**Quoted passage**
----

The gatekeepers of the fashion industry used to be editors, experienced designers and powerful retailers. Ten years ago, magazines were still considered the bible for fashion inspiration and new seasonal must-haves. So much has changed since the launch of Instagram in 2010.
Today, more than 100 million images are shared daily on Instagram, with nearly 1 billion monthly users. Can you imagine the power of these images? As a matter of fact, they influence three quarters of purchases and are often driven by brands themselves which collaborate with celebrities and their entourage.For example, Gucci’s latest lookbook stars a number of big-name celebrities including Harry Styles and Billie Eilish: it’s no surprise the brand rang in at number 3 on Lyst’s hottest brands of Q2 2020. And with Instagram, purchasing is just a click away since brands tag their e-shops directly in pictures.
But in fact, according to a report from Big Commerce, influencers with less than 35,000 followers get the highest engagement rate at 5.3%. Consumers tend to listen to those in their inner circle more than celebrity influencers, because this relationship creates more trust and closeness. As a result, the same report notes that 91% of users trust other users and their opinions. Social media is a powerful platform for sharing and purchasing new trends, with 84% of shoppers consulting at least one social media platform before making a purchase. Evidently, smaller influencers and word-of-mouth seem to push more advertising than other means.
Instagram isn’t the only social media platform inspiring change in the fashion industry, though: Weibo, Pinterest, TikTok, and YouTube play big roles as well, as millennials and Gen Z-ers have become both influencers and influencees. The industry as a whole has shifted from an exclusive to an inclusive form of fashion: consumers now express their opinions daily through social media. These new voices have entered the fashion game, most notably due to consumer behavior on Instagram.
Looking through the lens social media to better understand consumers
Given social media’s major influence on how people shop, brands can no longer ignore the game-changing impact that these new consumer voices have on both their image and their business if they want to stay ahead.
Millennials expect brands to constantly renew themselves with capsule collections, exclusive collaborations and innovative and exciting products. This puts a never-ending pressure on brands to reduce their time-to-market to just a few weeks: Missguided, a French women’s clothing brand, has achieved an impressive time-to-market of just 1 week. This competitive advantage puts brands in a stronger position to react quickly to emerging trends considering that with social media, the propagation speed of trends is increasingly accelerating.

----

[Saved entries]
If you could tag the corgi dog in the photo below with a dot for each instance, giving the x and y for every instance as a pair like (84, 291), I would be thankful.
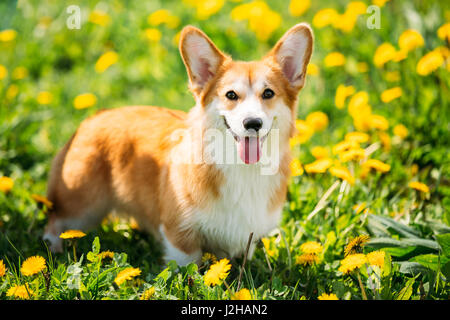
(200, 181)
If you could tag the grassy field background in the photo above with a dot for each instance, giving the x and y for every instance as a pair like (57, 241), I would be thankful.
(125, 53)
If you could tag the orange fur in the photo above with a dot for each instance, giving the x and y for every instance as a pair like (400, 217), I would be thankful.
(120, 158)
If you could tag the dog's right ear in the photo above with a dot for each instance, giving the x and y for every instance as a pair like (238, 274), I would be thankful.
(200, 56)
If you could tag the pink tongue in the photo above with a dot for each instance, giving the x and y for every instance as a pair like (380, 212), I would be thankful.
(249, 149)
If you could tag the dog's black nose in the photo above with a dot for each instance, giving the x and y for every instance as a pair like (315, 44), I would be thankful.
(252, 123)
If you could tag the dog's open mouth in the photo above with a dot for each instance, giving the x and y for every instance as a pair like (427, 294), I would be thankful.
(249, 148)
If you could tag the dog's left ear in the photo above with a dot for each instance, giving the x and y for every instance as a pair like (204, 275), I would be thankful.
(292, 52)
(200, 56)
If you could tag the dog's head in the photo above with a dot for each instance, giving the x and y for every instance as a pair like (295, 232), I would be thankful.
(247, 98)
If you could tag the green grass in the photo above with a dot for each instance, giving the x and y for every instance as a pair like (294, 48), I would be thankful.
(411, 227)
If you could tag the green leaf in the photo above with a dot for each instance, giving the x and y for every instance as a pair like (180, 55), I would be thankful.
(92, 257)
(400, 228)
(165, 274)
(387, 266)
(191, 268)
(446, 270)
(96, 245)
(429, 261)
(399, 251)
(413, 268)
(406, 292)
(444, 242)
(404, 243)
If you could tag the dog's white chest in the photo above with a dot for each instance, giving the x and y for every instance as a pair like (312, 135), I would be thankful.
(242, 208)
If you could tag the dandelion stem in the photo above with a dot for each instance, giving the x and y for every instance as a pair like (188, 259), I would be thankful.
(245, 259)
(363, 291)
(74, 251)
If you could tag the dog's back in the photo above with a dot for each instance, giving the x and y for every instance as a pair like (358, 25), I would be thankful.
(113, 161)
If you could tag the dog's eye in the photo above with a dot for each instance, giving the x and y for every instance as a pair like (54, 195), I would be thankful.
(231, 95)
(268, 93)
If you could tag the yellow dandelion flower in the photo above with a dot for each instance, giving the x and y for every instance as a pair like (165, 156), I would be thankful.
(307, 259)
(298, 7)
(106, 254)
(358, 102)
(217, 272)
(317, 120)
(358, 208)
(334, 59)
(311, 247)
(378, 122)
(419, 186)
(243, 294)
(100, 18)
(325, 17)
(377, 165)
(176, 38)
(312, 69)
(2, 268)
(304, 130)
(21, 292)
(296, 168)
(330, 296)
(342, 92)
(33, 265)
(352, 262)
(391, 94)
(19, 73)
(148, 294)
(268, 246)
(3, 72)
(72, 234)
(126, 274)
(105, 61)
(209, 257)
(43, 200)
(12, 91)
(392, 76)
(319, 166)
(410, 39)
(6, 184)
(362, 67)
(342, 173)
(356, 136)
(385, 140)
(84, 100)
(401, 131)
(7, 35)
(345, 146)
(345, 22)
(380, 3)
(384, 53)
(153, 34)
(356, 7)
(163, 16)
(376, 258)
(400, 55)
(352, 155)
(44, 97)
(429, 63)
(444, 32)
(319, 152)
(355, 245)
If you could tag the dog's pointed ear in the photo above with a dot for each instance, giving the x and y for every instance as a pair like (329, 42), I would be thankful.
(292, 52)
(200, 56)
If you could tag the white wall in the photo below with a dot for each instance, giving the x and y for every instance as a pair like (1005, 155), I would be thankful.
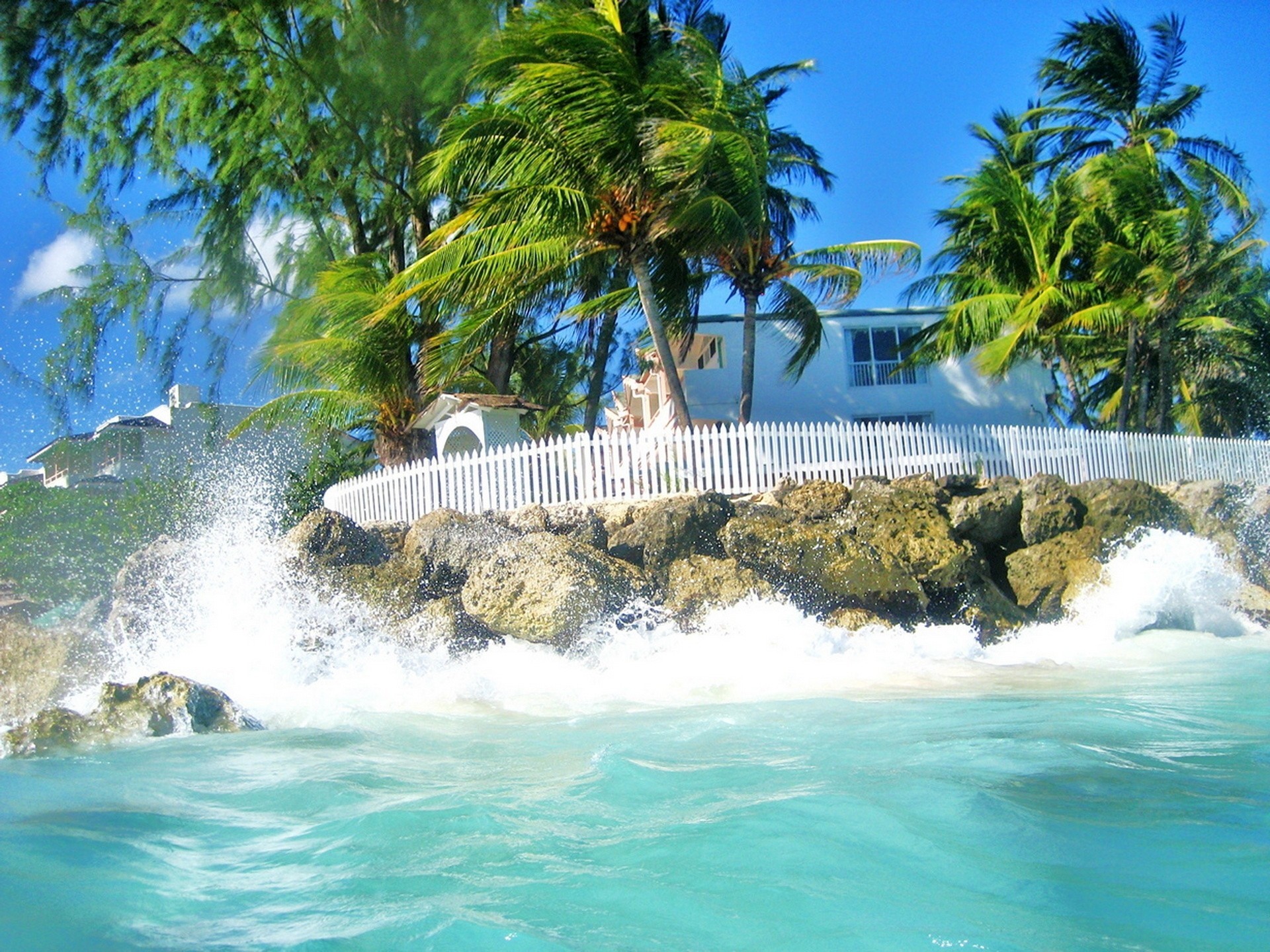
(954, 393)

----

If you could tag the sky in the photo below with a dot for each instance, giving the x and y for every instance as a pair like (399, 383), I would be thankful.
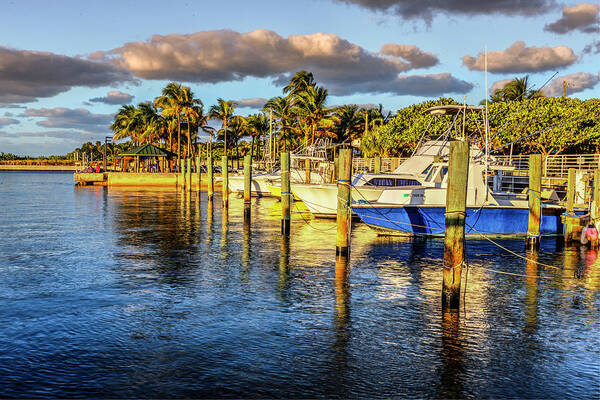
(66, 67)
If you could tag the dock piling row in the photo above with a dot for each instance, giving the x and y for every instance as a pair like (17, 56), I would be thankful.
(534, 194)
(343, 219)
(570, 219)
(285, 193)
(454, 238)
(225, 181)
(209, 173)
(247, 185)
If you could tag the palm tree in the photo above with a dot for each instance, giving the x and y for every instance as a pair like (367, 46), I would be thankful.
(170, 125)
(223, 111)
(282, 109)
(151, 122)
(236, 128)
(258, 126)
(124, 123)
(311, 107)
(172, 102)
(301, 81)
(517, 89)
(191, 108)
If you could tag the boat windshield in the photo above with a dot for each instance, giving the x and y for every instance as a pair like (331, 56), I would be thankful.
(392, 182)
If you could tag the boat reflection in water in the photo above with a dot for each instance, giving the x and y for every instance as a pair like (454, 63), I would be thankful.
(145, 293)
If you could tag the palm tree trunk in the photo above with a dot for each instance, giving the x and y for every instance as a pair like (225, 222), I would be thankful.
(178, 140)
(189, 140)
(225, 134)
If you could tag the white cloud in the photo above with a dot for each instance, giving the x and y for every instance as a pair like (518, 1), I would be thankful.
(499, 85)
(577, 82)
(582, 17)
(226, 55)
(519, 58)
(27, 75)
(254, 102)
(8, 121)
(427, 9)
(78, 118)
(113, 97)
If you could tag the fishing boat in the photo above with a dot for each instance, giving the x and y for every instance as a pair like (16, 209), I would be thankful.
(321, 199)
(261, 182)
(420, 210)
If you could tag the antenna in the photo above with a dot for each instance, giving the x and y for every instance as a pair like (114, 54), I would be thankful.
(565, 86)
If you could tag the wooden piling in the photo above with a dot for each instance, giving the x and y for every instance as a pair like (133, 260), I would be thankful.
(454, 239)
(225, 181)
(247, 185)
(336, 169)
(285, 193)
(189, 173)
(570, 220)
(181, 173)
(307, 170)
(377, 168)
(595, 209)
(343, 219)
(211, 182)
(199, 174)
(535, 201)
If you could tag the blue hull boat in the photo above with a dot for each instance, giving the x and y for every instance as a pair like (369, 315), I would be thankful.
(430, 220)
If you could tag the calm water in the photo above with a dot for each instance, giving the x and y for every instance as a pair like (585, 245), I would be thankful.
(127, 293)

----

**Problems and tasks**
A - In the fashion and social media text, reproduce the stretch from "Looking through the" through "to stay ahead.".
B - Condense the paragraph of the fashion and social media text that begins "But in fact, according to a report from Big Commerce" into a short bulleted list that keeps its main facts.

**Answers to the problems**
A -
Looking through the lens social media to better understand consumers
Given social media’s major influence on how people shop, brands can no longer ignore the game-changing impact that these new consumer voices have on both their image and their business if they want to stay ahead.

B -
- A Big Commerce report finds that influencers with fewer than 35,000 followers get the highest engagement rate, at 5.3%.
- Consumers trust their inner circle more than celebrity influencers because that relationship feels closer.
- The same report says 91% of users trust other users and their opinions.
- 84% of shoppers check at least one social media platform before making a purchase.
- Smaller influencers and word-of-mouth seem to push more advertising than other means.